### GOAL
Print every line below verbatim, leaving the pictures out.

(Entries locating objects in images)
......
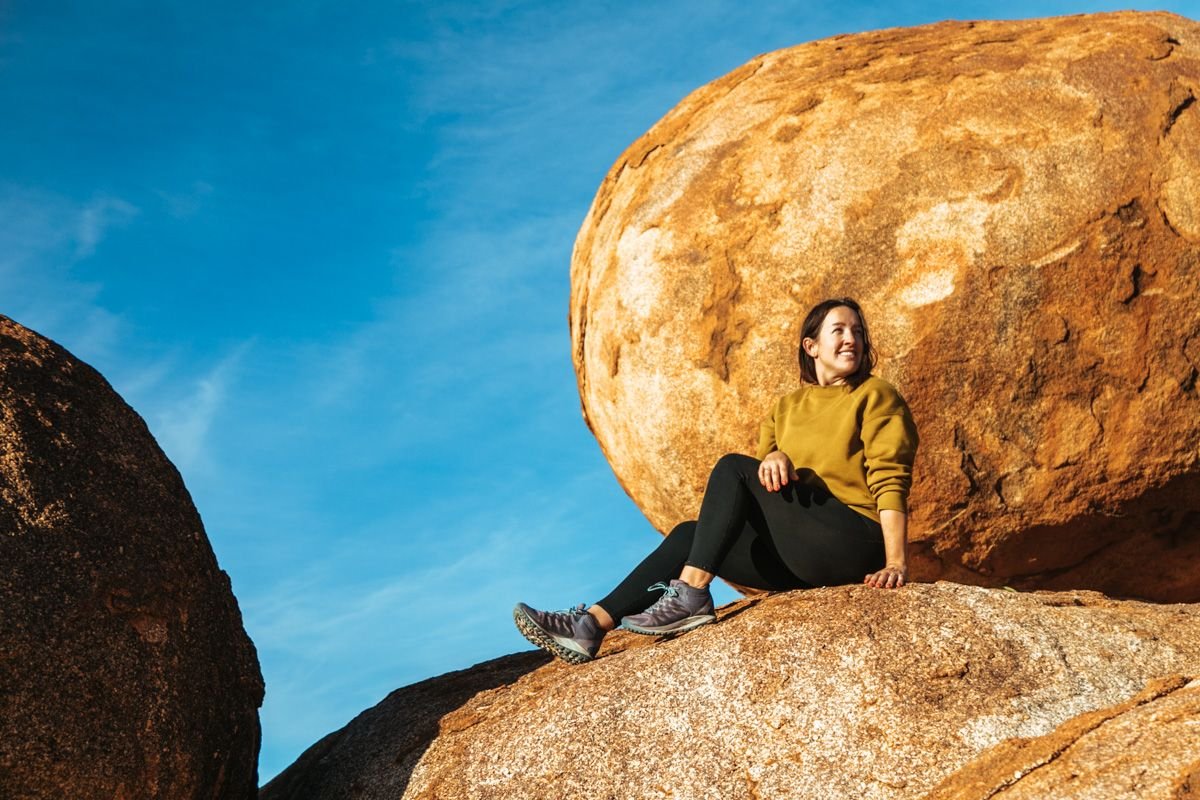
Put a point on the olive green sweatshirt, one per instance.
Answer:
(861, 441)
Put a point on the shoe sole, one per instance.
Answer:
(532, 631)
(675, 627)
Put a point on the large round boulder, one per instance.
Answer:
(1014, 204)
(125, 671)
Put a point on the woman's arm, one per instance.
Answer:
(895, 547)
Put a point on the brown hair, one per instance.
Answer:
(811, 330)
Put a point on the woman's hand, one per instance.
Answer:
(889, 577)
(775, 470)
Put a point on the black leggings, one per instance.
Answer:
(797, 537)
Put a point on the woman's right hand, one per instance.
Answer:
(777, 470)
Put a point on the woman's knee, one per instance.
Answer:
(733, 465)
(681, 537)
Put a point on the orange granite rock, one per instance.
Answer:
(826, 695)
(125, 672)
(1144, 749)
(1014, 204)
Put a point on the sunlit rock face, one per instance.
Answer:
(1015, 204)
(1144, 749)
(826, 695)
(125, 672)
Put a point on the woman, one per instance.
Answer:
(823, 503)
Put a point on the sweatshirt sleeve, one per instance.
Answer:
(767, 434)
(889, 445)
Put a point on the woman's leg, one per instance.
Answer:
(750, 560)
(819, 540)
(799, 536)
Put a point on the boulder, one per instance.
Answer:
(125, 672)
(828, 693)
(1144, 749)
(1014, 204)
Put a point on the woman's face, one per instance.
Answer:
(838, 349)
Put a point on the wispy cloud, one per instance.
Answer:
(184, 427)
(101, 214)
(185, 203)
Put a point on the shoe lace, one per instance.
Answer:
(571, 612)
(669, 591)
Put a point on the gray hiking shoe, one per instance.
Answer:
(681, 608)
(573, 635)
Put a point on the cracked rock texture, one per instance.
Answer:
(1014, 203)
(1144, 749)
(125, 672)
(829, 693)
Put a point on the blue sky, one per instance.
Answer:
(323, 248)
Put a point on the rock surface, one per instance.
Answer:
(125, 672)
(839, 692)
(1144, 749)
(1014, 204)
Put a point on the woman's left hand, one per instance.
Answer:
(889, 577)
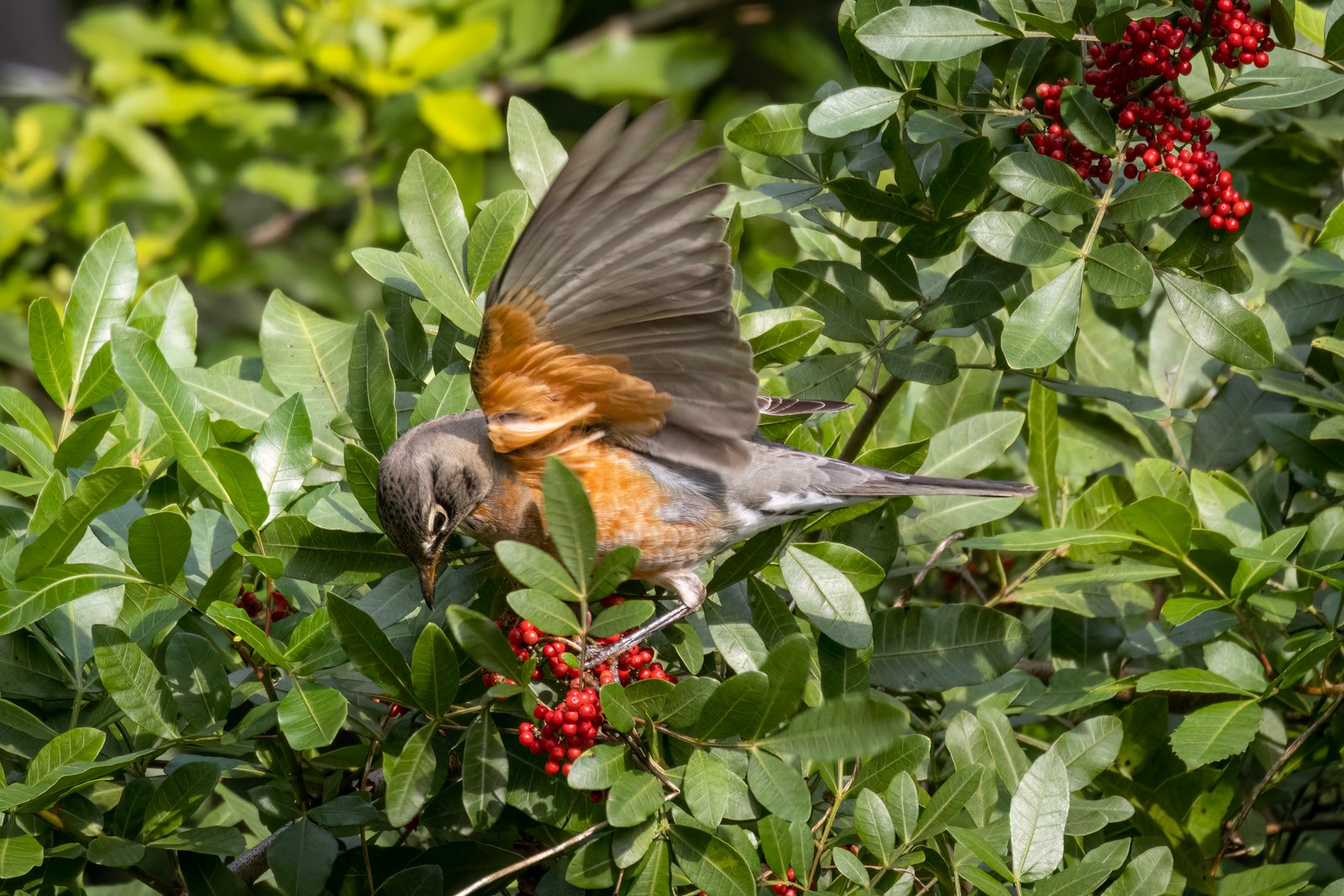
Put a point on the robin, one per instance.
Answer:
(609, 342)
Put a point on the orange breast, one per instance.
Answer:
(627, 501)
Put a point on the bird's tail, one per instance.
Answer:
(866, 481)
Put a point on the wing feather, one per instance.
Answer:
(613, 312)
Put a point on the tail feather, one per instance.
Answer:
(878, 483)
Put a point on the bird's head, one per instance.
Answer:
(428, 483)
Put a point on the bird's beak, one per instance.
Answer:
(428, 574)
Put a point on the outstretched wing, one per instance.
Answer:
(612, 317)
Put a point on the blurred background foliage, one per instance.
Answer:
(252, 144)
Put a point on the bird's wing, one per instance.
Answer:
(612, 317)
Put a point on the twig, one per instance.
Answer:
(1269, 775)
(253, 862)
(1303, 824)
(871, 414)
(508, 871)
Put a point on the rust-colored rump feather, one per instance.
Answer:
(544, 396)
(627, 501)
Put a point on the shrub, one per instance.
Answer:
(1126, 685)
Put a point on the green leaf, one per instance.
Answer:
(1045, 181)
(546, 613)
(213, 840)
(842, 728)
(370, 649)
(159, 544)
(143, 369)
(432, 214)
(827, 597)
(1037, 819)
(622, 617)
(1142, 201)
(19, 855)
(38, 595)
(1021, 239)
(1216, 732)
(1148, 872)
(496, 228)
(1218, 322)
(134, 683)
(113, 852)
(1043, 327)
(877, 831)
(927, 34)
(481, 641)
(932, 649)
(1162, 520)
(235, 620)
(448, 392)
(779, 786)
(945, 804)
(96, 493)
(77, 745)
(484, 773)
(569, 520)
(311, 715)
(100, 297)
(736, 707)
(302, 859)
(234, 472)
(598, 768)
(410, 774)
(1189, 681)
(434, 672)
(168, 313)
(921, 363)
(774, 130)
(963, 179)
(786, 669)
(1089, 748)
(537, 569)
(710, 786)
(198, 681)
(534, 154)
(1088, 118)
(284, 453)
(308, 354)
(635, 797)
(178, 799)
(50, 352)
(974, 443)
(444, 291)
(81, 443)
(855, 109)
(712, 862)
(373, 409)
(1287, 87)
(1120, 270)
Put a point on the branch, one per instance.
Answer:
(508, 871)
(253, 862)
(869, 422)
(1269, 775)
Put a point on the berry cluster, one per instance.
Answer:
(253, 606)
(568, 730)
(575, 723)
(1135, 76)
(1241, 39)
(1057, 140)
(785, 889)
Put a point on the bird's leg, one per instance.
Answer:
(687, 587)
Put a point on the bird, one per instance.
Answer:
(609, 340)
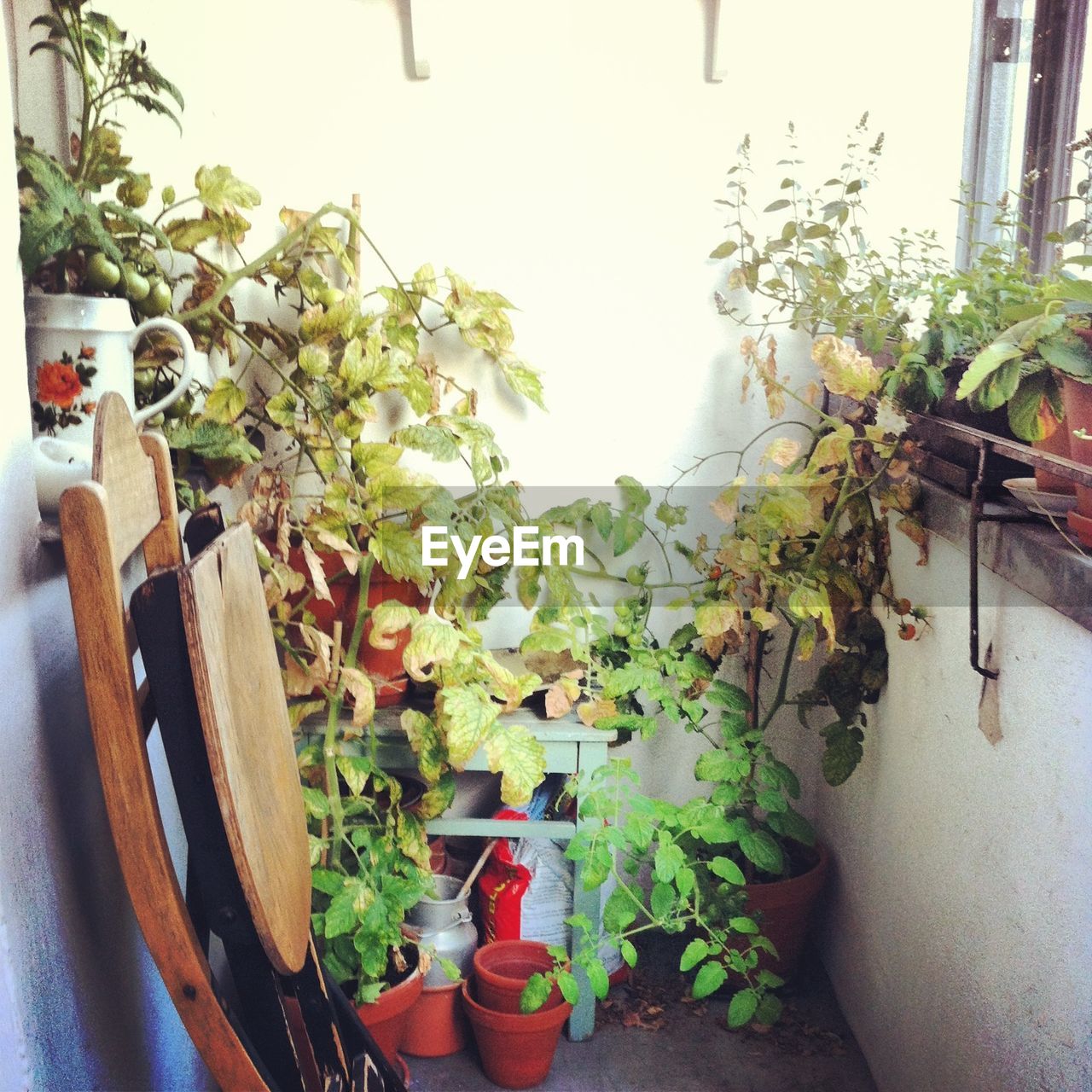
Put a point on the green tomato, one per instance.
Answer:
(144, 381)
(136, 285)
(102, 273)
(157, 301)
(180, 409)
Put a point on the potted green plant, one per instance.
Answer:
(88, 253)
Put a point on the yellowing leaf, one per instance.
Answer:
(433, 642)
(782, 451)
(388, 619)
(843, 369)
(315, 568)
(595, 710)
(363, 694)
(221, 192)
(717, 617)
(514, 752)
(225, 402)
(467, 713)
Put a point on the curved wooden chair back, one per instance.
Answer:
......
### SOLVED PROBLEM
Put a point on the olive green sweatshirt, one per instance.
Answer:
(861, 441)
Put a point on the shoe sole, one per instance.
Answer:
(532, 631)
(675, 627)
Put a point on the large round boulder, one per instance.
Answer:
(1014, 204)
(125, 671)
Put a point on the woman's arm, one per instance.
Answer:
(895, 547)
Put a point on the brown hair, one per instance.
Answer:
(811, 330)
Put a point on the woman's hand, one per instance.
Answer:
(889, 577)
(775, 470)
Put a point on the black leggings, one per instance.
Answer:
(797, 537)
Put a point on the woman's right hand, one per instance.
Answer:
(777, 470)
Put a point on the woman's knee, one per instance.
Answer:
(733, 465)
(681, 537)
Put a point on the orange granite rock, one per instance.
Answer:
(826, 695)
(125, 672)
(1144, 749)
(1014, 204)
Put a point on the sunlit rock face, one per instance.
Answer:
(1015, 204)
(1144, 749)
(826, 695)
(125, 672)
Put a point on the woman, one per instance.
Answer:
(823, 503)
Put a point on the sweatshirt sleeve, one per instance.
Answer:
(767, 434)
(889, 445)
Put a point on the woman's leg, one per instance.
Answer:
(750, 560)
(819, 540)
(799, 536)
Put a point on the boulder, one per instance.
Answer:
(125, 672)
(828, 693)
(1144, 749)
(1014, 204)
Put a point on the woman's face, one per instance.
Answer:
(838, 349)
Put a point on the wispy cloud, one per instance.
Answer:
(184, 427)
(101, 214)
(185, 203)
Put a point on the shoe lace, one per instance.
Answer:
(571, 612)
(669, 591)
Put a point on the gray hiking shoe, one per instance.
Answer:
(681, 608)
(573, 635)
Put a point on the cracked rock texture, one per instance.
Answer:
(1014, 203)
(1144, 749)
(125, 672)
(829, 693)
Put a point on the blue sky, one per instance.
Answer:
(323, 248)
Put a point on the rock surface, one per instance.
Answer:
(125, 672)
(839, 692)
(1144, 749)
(1014, 204)
Put a point on the woman's left hand, one per instance.
Answer:
(889, 577)
Put a point on the robin, one per instance.
Answer:
(609, 342)
Put a point on the orange breast, one per instance.
Answer:
(627, 501)
Put a point on the bird's tail, one per instance.
Answer:
(866, 481)
Put a point on the wing feather, one per instance.
Answer:
(613, 312)
Put a point on the tail feather, one per instance.
Answer:
(878, 483)
Put a point on the bird's head, one per instance.
Answer:
(428, 483)
Put a point on the bird's beak, one per instance.
Answer:
(428, 574)
Put a point on the outstretched wing, one per instance.
Answer:
(612, 317)
Put a point on the blurred background foliage, one per instance.
Answer:
(252, 144)
Put a point on the bird's wing, one per instance.
Answer:
(612, 317)
Put a point on the twig, one per instance.
Answer:
(1269, 775)
(253, 862)
(1303, 824)
(871, 414)
(508, 871)
Put a point on the rust-colored rump feather, one per instance.
Answer:
(544, 396)
(627, 501)
Put a point on the shrub, one per instance.
Answer:
(1126, 685)
Put a point on the green leaf, one per instance.
Answer:
(1045, 181)
(546, 613)
(213, 840)
(842, 728)
(370, 649)
(159, 544)
(143, 369)
(432, 214)
(827, 597)
(1037, 819)
(622, 617)
(1142, 201)
(19, 855)
(38, 595)
(1021, 239)
(1216, 732)
(1148, 872)
(496, 228)
(1218, 322)
(134, 683)
(113, 852)
(1043, 327)
(877, 831)
(927, 34)
(481, 641)
(932, 649)
(1162, 520)
(235, 620)
(448, 392)
(779, 786)
(945, 804)
(96, 493)
(77, 745)
(484, 773)
(569, 520)
(311, 715)
(100, 297)
(736, 707)
(302, 859)
(234, 472)
(598, 768)
(410, 774)
(1189, 681)
(434, 672)
(168, 313)
(921, 363)
(774, 130)
(963, 179)
(786, 669)
(1089, 748)
(537, 569)
(710, 786)
(198, 681)
(534, 154)
(1088, 118)
(284, 453)
(308, 354)
(635, 797)
(178, 799)
(50, 352)
(974, 443)
(444, 291)
(81, 443)
(855, 109)
(712, 862)
(373, 409)
(1287, 87)
(1120, 270)
Put a point on the branch, one per instance.
Answer:
(508, 871)
(253, 862)
(869, 422)
(1269, 775)
Put a point on the berry cluster, one per instance.
Answer:
(253, 606)
(568, 730)
(575, 723)
(1135, 76)
(1241, 39)
(1057, 140)
(785, 889)
Put a point on the bird's leg, one per instance.
Answer:
(687, 587)
Put a point on the bird, one per instance.
Answer:
(609, 340)
Put a point on the green tomato, one per instance.
Answer:
(144, 381)
(136, 285)
(102, 273)
(157, 301)
(180, 409)
Put a point on the potted green plant, one per instance.
Answer:
(88, 253)
Put a point on the yellowing leaf, one per instance.
Answer:
(433, 642)
(782, 451)
(388, 619)
(843, 369)
(315, 568)
(595, 710)
(363, 694)
(221, 192)
(717, 617)
(514, 752)
(225, 402)
(467, 713)
Put a point on the curved wooden chair back, one per instance.
Answer:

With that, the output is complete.